→ **EXTRAIT DU DOCUMENT**

::::

Vu la procédure suivante :

Procédure contentieuse antérieure :

Mme H== P== a demandé au tribunal administratif de Bordeaux d’annuler l’avertissement prononcé à son encontre le 29 juillet 2013 par l’Institut national de l’origine et de la qualité (INAO) et la lettre du 1er juillet 2013 l’ayant préalablement invitée à présenter ses observations sur cette sanction.

Par un jugement n° 1303488 du 23 juin 2015, le tribunal administratif de Bordeaux a rejeté sa demande.

Procédure devant la cour :

Par une requête, des pièces complémentaires et un mémoire, enregistrés le 24 août 2015, le 19 juillet 2016 et le 2 août 2016, Mme H== P==, représentée par Me A== et Me de L== L==, demande à la cour :

1°) d'annuler ce jugement du tribunal administratif de Bordeaux ;

2°) d’annuler les décisions attaquées ;

3°) de mettre à la charge de l'Etat le versement de la somme de 5 000 euros sur le fondement de l'article L. 761-1 du code de justice administrative.

Considérant ce qui suit :

1. Par lettre du 1er juillet 2013, le directeur de l’INAO a informé Mme P== que, lors du contrôle effectué le 18 avril 2013, l’organisme d’inspection Quali-Bordeaux avait constaté que la fiche CVI (casier viticole informatisé) était erronée au motif que la parcelle référencée BC n°111, située à Libourne, était renseignée comme « susceptible d’être revendiquée en AOC Pomerol » alors qu’elle était située hors de l’aire parcellaire de cette appellation et qu’ainsi, elle encourait un avertissement pour manquement mineur avec obligation de mise en conformité du CVI avant le 31 juillet 2013, en l’absence d’observations de sa part dans un délai de 15 jours.

2. Par un courrier du 12 juillet 2013, Mme P== a contesté l’exclusion de sa parcelle de la zone géographique de l’appellation d’origine contrôlée « Pomerol ». La sanction a été prononcée le 29 juillet 2013.

3. Mme P== relève appel du jugement du tribunal administratif de Bordeaux qui a rejeté sa demande tendant à l’annulation de la lettre du 1er juillet 2013 et de la décision du 29 juillet 2013.

Sur les conclusions dirigées contre la lettre du 1er juillet 2013 :

4. Ainsi qu’il vient d’être rappelé, la lettre du directeur de l’INAO en date du 1er juillet 2013 se borne à informer Mme P== qu’elle était passible d’une sanction et l’invite à présenter ses observations : elle n’a donc pas le caractère d’une décision susceptible de recours pour excès de pouvoir mais seulement la nature d’une mesure préalable au prononcé de la sanction en litige le 29 juillet 2013. C’est donc à bon droit que les premiers juges ont rejeté comme étant irrecevables les conclusions à fin d’annulation dirigées contre cette lettre.

::::

→ **EXERCICE PROPOSÉ**
Poursuivez, s'il vous plaît, la décision de justice sur l'avertissement infligé par l'INAO, en reprenant juste après sa dernière phrase. Les lignes ci-dessous ne vous seront d'aucune utilité.

::::

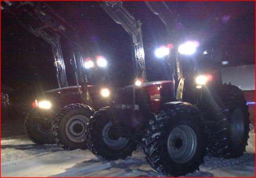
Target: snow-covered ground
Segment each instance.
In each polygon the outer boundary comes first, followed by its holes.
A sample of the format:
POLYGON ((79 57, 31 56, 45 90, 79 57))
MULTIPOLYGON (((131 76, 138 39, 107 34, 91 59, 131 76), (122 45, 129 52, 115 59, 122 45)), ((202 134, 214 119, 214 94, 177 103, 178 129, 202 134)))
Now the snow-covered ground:
MULTIPOLYGON (((186 177, 255 177, 255 134, 240 158, 206 156, 200 170, 186 177)), ((2 138, 1 177, 161 177, 144 158, 141 149, 126 160, 107 162, 90 151, 64 151, 56 145, 36 145, 25 135, 2 138)))

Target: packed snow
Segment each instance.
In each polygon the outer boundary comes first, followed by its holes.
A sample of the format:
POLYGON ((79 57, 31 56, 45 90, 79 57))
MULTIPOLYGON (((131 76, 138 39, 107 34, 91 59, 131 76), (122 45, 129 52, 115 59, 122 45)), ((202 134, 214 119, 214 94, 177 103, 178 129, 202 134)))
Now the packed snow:
MULTIPOLYGON (((185 177, 255 177, 255 134, 239 158, 206 156, 199 171, 185 177)), ((125 160, 107 162, 89 150, 37 145, 25 135, 2 138, 1 177, 162 177, 147 164, 141 148, 125 160)))

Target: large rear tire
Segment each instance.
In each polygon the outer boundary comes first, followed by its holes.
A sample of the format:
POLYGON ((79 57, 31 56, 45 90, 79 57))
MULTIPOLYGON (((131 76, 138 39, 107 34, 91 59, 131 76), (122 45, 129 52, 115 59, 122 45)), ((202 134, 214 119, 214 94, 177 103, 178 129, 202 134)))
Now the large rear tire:
POLYGON ((243 156, 249 138, 250 120, 246 101, 230 101, 215 117, 209 153, 226 158, 243 156))
POLYGON ((162 111, 146 129, 146 159, 164 175, 193 173, 203 162, 206 137, 205 125, 197 113, 180 108, 162 111))
POLYGON ((32 110, 25 119, 25 133, 31 141, 37 144, 54 143, 52 137, 51 122, 44 119, 32 117, 37 116, 36 110, 32 110))
POLYGON ((82 104, 66 106, 53 120, 53 138, 55 142, 65 150, 86 150, 86 125, 94 110, 82 104))
POLYGON ((112 124, 108 109, 106 107, 95 112, 87 125, 88 147, 95 156, 104 159, 124 159, 131 156, 137 144, 130 139, 117 138, 111 134, 112 124))

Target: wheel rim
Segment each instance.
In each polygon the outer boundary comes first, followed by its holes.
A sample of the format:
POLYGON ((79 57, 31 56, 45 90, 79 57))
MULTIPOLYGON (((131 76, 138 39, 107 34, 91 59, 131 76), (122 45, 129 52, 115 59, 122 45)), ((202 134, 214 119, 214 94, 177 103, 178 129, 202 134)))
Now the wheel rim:
POLYGON ((167 146, 169 155, 173 161, 179 163, 187 162, 193 158, 196 150, 195 133, 188 125, 178 125, 169 134, 167 146))
POLYGON ((47 121, 40 121, 37 124, 37 129, 42 135, 51 134, 51 123, 47 121))
POLYGON ((241 141, 244 137, 244 119, 242 110, 237 108, 231 117, 231 136, 233 142, 241 141))
POLYGON ((68 138, 75 142, 85 140, 85 129, 89 119, 82 115, 77 115, 71 117, 66 125, 66 134, 68 138))
POLYGON ((122 137, 115 138, 114 136, 111 135, 109 131, 112 125, 111 122, 108 122, 103 128, 103 140, 109 148, 112 150, 121 149, 126 145, 129 139, 122 137))

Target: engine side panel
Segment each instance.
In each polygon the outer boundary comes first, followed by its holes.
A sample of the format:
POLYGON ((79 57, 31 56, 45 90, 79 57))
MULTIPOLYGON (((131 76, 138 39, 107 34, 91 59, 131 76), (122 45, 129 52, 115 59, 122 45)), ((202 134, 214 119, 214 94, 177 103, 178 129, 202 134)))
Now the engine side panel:
POLYGON ((143 87, 148 93, 152 113, 159 112, 162 103, 174 101, 173 85, 171 81, 156 82, 143 87))

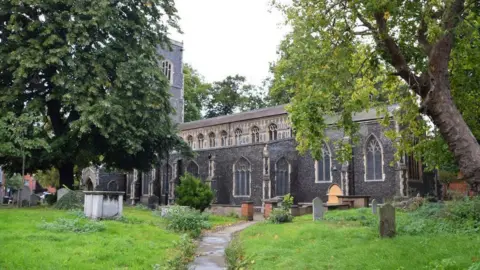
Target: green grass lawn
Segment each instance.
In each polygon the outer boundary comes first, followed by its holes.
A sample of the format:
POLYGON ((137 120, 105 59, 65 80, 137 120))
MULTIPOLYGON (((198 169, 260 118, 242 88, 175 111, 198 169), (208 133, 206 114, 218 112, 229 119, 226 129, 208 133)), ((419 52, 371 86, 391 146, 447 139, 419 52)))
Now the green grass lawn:
MULTIPOLYGON (((102 221, 105 230, 100 232, 58 233, 39 225, 43 220, 75 219, 74 214, 50 208, 0 208, 0 269, 152 269, 155 264, 163 265, 180 236, 167 231, 164 221, 151 211, 127 207, 124 216, 127 222, 102 221)), ((211 217, 214 226, 235 221, 211 217)))
POLYGON ((468 269, 480 259, 479 233, 380 239, 372 226, 313 222, 311 215, 251 226, 239 240, 249 269, 468 269), (439 264, 444 268, 436 268, 439 264))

::::

→ **RÉSULTAT CI-DESSOUS**
Sur les conclusions dirigées contre la sanction du 29 juillet 2013 :

En ce qui concerne la légalité externe :

5. Aux termes de l’article L. 642-33 du code rural et de la pêche maritime : « Au vu du rapport établi par l'organisme d'inspection, le directeur de l'Institut national de l'origine et de la qualité, après avoir mis les opérateurs en mesure de produire des observations, décide des mesures sanctionnant les manquements./Il peut assortir leur prononcé d’une mise en demeure de se conformer au cahier des charges selon un calendrier déterminé ».

6. En premier lieu, la décision du 29 juillet 2013 mentionne les dispositions du code rural et de la pêche maritime applicables et vise le cahier des charges de l’AOC « Pomerol » homologué par décret n° 2011-1613 du 22 novembre 2011 dont les dispositions ont été méconnues. Elle indique que les observations formulées par le conseil de Mme P== ont été examinées. Elle précise que la parcelle donnant lieu à un avertissement se situe au-delà de la limite ouest de l’aire géographique de l’AOC Pomerol, qu’elle rappelle. Elle est ainsi suffisamment motivée.

7. En second lieu, ainsi que l’énonce le jugement attaqué : « Il ressort des termes mêmes de la lettre du 1er juillet 2013 que des manquements ont été relevés à l’encontre de Mme P== « à l’issue d’un contrôle effectué le 18 avril 2013 par l’organisme d’inspection Quali-Bordeaux sur ses outils de production ». Le « tableau de notification de décision consécutive aux manquements relatifs aux conditions de production », qui était joint à ce courrier, mentionne le rapport d’inspection à l’origine de la constatation des manquements en cause. Enfin, il résulte de l’examen de la décision du 29 juillet 2013, qui renvoie au courrier du 1er juillet 2013, que celle-ci statue sur « la sanction encourue à la suite du contrôle du respect du cahier des charges de l’AOC Pomerol par l’organisme d’inspection Quali-Bordeaux ». Dans ces conditions, le directeur de l’INAO doit être regardé comme ayant pris la décision de sanction litigieuse au vu du rapport établi par l’organisme d’inspection, conformément aux dispositions précitées, nonobstant la circonstance qu’il n’aurait pas formellement visé ledit rapport. Par ailleurs, l’organisme d’inspection Quali-Bordeaux a été agréé par une décision du directeur de l’INAO en date du 29 juin 2012 et a fait l’objet d’une accréditation n° 3-0650-1 rév.2 par le Comité français d’accréditation (COFRAC) le 15 septembre 2012. Enfin le plan d’inspection applicable a été élaboré par Quali-Bordeaux en concertation avec l’organisme de défense et de gestion Syndicat viticole et agricole de Pomerol ».

8. Au soutien du moyen relatif à l’irrégularité de la décision attaquée en l’absence de visa du rapport d’inspection, Mme P== ne se prévaut devant la cour d'aucun élément de fait ou de droit nouveau par rapport à l'argumentation développée en première instance et ne critique pas la réponse apportée par le tribunal administratif. Il y a lieu d’écarter le moyen par adoption des motifs susmentionnés pertinemment retenus par les premiers juges.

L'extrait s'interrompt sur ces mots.